→ **PROBLEM TO WORK ON**:
Please format the entries below as a JSON list of strings, one string per line, and leave out any blank lines.

-- Start GIVEN ENTRIES --

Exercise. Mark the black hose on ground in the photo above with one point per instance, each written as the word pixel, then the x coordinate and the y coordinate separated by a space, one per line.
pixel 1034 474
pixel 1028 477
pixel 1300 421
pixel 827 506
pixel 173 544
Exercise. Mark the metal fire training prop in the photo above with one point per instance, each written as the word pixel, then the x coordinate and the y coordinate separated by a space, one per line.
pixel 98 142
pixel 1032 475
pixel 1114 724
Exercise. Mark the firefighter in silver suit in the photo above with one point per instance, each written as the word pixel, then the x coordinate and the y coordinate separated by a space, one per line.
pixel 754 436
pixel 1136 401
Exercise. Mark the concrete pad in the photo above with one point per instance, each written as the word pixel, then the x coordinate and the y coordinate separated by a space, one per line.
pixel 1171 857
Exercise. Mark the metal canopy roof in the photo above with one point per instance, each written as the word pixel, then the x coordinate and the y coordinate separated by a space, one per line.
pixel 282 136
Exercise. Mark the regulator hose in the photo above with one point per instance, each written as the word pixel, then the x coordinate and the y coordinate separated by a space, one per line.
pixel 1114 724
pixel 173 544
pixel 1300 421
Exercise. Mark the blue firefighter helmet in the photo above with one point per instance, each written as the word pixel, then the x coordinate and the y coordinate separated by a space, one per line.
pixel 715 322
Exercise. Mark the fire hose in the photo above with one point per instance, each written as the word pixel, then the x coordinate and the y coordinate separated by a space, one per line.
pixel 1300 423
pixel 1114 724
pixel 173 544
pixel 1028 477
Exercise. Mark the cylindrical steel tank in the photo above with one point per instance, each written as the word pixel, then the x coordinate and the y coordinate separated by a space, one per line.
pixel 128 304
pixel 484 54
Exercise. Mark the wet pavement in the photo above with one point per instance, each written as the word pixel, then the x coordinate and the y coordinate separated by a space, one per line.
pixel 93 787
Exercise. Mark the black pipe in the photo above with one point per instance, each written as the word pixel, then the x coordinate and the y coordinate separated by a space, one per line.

-- End GIVEN ENTRIES --

→ **TASK SOLUTION**:
[
  "Exercise. Mark the black hose on ground in the photo above with one point per instance, each written as the word pixel, then the x coordinate and the y coordinate separated by a space, one per line.",
  "pixel 1034 474",
  "pixel 1028 477",
  "pixel 1300 421",
  "pixel 827 506",
  "pixel 173 544",
  "Exercise. Mark the metal fire training prop in the photo above with one point per instance, each written as the word pixel, then the x coordinate and the y coordinate separated by a space, one per line.",
  "pixel 98 142",
  "pixel 1032 475",
  "pixel 1114 724",
  "Exercise. Mark the firefighter in silver suit in the photo above with one point per instance, each written as the word pixel, then the x coordinate and the y coordinate separated by a space, one per line.",
  "pixel 754 436",
  "pixel 1136 401",
  "Exercise. Mark the concrete pad in the photo above with one point per instance, each written as the word pixel, then the x coordinate and the y coordinate separated by a space, one per line.",
  "pixel 1171 857",
  "Exercise. Mark the metal canopy roof in the photo above with one point per instance, each written as the word pixel, then the x coordinate and the y coordinate separated by a space, one per line.",
  "pixel 282 136",
  "Exercise. Mark the regulator hose in the photo above with one point per instance, each written as the word pixel, then the x coordinate and the y coordinate separated by a space, one per line.",
  "pixel 1114 724",
  "pixel 173 544",
  "pixel 1300 421",
  "Exercise. Mark the blue firefighter helmet in the photo above with one point per instance, each written as the word pixel, then the x coordinate and the y coordinate separated by a space, one per line.",
  "pixel 715 322",
  "Exercise. Mark the fire hose in the photo above with one point per instance, each written as the word pixel, then the x coordinate and the y coordinate separated by a space, one per line.",
  "pixel 1300 423",
  "pixel 1114 724",
  "pixel 173 544",
  "pixel 1028 477",
  "Exercise. Mark the cylindrical steel tank in the photo above with one point per instance, each written as the word pixel, then the x coordinate and the y coordinate separated by a space, one per line.",
  "pixel 128 304",
  "pixel 484 54",
  "Exercise. Mark the wet pavement in the photo above with one point per instance, each written as the word pixel, then the x coordinate and the y coordinate separated by a space, one per line.",
  "pixel 93 787",
  "Exercise. Mark the black pipe in the photo above with one point per instance, each written as the word pixel, then the x coordinate and the y coordinate separated by a space, one per line."
]